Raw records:
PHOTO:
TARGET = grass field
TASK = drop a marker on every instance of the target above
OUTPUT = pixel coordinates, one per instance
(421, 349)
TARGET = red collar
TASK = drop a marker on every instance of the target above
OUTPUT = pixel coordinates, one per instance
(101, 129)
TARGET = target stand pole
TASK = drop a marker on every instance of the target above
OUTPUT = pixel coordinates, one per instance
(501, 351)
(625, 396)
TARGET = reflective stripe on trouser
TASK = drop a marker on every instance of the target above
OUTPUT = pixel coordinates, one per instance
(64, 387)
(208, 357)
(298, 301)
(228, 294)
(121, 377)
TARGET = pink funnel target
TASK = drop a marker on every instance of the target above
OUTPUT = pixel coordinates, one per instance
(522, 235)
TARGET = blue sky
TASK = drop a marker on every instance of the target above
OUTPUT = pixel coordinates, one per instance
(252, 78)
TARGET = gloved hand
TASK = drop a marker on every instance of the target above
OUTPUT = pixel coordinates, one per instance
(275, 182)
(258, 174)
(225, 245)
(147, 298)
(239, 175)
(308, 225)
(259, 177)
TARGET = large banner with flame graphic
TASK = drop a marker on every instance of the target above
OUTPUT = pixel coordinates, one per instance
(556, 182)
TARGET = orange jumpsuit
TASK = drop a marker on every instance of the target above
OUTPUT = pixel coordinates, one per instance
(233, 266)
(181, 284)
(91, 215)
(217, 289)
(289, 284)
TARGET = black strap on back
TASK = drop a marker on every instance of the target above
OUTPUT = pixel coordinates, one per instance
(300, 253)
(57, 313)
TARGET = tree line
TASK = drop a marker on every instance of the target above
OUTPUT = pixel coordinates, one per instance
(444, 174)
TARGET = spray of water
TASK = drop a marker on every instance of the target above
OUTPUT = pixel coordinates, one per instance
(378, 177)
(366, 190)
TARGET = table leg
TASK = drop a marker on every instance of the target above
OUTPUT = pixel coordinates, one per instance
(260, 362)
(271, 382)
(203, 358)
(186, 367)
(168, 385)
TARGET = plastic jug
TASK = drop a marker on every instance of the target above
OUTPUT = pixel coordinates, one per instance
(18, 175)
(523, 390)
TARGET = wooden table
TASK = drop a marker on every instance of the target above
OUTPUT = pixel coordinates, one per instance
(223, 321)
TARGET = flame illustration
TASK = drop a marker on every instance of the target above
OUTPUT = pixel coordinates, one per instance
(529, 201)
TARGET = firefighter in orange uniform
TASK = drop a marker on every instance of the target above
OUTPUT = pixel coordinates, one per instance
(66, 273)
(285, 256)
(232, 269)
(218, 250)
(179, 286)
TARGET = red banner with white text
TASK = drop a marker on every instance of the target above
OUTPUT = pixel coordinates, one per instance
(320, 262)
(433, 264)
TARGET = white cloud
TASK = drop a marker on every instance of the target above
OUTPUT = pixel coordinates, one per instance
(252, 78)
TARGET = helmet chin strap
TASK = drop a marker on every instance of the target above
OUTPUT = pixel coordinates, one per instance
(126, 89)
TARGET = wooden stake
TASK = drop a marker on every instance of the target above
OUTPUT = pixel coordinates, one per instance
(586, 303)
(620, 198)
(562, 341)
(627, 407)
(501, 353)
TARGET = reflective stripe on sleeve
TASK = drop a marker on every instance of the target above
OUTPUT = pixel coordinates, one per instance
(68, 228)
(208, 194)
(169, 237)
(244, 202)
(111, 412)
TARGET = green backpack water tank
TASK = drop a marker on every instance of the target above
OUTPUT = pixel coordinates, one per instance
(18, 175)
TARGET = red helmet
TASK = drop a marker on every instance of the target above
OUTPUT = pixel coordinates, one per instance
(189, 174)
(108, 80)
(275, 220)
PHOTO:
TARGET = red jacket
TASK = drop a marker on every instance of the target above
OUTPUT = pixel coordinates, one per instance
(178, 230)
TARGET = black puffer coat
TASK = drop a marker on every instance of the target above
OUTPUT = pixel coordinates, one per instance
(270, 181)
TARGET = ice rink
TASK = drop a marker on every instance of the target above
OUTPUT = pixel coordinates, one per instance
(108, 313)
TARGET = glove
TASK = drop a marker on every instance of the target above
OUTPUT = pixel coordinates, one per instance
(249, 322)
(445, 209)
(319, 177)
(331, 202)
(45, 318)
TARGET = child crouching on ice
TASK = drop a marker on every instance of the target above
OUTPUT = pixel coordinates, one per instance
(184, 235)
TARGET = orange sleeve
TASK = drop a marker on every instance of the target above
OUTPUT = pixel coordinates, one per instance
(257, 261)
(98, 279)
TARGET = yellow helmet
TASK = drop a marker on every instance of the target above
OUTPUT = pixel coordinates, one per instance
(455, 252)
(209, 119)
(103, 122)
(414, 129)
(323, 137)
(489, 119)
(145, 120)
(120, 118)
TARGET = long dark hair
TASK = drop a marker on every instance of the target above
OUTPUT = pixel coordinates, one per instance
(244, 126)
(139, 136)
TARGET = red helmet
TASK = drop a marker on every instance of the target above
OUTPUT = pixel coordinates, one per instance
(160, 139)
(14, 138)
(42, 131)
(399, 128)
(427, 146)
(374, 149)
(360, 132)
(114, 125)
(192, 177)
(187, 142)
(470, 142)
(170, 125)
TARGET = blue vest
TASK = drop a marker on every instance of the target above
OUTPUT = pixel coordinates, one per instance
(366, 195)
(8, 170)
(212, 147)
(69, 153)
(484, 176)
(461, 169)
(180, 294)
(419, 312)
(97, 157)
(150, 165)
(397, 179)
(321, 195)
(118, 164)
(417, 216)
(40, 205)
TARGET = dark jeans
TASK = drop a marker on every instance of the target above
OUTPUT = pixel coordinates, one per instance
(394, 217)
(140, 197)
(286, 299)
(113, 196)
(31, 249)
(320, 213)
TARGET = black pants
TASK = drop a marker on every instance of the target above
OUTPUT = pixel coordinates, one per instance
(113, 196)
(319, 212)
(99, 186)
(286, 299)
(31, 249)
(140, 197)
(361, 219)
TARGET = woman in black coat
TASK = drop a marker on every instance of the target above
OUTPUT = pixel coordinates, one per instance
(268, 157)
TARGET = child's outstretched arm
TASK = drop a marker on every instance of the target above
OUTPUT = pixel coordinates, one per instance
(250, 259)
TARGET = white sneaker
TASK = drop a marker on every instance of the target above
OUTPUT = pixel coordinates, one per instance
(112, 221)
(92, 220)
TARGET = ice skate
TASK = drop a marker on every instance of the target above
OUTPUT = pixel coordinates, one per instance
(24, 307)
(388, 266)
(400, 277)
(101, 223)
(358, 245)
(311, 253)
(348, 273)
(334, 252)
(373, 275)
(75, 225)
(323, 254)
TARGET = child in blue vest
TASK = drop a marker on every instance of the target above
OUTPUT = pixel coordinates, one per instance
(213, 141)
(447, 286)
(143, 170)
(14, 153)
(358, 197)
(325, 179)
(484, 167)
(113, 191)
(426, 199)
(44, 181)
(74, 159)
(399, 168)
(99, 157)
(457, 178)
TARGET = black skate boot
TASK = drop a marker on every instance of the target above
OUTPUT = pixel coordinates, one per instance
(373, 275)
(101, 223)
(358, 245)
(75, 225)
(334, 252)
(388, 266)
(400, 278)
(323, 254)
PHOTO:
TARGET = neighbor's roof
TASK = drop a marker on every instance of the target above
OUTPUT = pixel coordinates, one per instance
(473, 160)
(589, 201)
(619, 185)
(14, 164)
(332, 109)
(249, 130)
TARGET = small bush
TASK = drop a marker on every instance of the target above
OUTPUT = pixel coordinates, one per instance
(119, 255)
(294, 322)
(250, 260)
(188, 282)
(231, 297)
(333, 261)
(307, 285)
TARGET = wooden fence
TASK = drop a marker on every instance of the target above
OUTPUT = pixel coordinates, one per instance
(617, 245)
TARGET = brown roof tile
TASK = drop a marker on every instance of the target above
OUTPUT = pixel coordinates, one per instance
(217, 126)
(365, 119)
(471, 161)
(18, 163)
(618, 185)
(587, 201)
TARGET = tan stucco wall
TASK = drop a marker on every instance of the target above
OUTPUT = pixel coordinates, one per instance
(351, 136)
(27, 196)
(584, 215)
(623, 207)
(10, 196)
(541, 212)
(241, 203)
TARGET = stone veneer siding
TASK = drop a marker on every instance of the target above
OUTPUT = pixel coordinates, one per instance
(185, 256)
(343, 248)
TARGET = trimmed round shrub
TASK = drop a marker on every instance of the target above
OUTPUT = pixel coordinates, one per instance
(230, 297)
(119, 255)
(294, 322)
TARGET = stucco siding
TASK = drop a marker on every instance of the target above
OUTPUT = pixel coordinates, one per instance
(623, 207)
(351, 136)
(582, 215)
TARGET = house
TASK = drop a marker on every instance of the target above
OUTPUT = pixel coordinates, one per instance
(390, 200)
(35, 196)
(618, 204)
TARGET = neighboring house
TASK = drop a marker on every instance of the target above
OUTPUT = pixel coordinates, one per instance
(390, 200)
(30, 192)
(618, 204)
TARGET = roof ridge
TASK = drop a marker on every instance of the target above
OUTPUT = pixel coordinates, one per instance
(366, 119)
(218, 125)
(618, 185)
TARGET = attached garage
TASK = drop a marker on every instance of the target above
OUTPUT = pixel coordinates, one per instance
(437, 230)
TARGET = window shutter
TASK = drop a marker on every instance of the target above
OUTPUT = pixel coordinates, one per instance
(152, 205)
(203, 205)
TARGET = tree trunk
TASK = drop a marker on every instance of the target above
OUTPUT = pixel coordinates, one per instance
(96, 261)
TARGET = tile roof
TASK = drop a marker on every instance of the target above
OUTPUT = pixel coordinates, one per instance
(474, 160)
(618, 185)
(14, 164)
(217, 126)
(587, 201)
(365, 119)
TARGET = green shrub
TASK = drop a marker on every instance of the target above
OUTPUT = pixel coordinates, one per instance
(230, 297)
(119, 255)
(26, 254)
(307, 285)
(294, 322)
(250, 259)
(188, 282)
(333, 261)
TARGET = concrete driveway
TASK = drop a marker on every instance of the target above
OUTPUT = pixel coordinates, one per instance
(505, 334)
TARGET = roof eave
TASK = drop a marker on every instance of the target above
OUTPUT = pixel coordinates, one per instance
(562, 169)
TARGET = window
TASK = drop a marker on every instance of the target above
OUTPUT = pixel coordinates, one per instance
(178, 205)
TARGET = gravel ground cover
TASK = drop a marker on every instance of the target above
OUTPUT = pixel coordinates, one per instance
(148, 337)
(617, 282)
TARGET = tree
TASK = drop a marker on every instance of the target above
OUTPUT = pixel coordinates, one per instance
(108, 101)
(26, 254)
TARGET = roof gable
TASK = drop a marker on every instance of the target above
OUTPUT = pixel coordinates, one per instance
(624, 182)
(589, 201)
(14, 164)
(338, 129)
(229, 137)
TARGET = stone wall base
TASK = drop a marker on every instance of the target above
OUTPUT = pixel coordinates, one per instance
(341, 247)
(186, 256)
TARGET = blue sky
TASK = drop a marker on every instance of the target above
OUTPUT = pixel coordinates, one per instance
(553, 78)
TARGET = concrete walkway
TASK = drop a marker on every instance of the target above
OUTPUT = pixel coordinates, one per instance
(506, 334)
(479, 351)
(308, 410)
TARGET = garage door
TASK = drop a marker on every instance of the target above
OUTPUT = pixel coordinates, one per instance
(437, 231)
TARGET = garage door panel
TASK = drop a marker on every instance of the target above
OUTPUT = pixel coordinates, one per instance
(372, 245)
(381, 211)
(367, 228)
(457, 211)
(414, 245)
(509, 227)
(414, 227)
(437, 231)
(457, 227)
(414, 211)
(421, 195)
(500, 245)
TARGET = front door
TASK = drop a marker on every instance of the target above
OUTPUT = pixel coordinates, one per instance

• What to work on
Repeat exactly, and only, the lines of the records above, starting with the line that contains "TARGET = roof gable" and ending with the final line, both included.

• Full answer
TARGET = roof gable
TASK = drop a marker on every instance of the target above
OUTPUT = pixel coordinates, one per instance
(624, 182)
(589, 201)
(14, 164)
(338, 129)
(229, 137)
TARGET = stone wall base
TASK = drop a marker on every instance of the target above
OUTPUT = pixel coordinates, one per instance
(341, 247)
(186, 256)
TARGET = blue sky
TASK = drop a marker on every instance of the target above
OUTPUT = pixel coordinates, one per instance
(553, 78)
TARGET = concrete walkway
TASK = drop a marker on every instance of the target above
OUTPUT = pixel coordinates, one per instance
(506, 334)
(479, 351)
(308, 410)
TARGET = garage door
TASK = drop a marker on every instance of the target above
OUTPUT = pixel coordinates, one per instance
(437, 231)
TARGET = garage door panel
TASK = drop a marker on every instance of the target above
OUTPUT = pixel coordinates, one per instance
(372, 245)
(381, 211)
(367, 228)
(457, 211)
(414, 245)
(509, 227)
(414, 227)
(437, 231)
(457, 227)
(414, 211)
(421, 195)
(500, 245)
TARGET = front door
TASK = drop a marker on every instance of the target above
OUTPUT = pixel coordinates, one per instance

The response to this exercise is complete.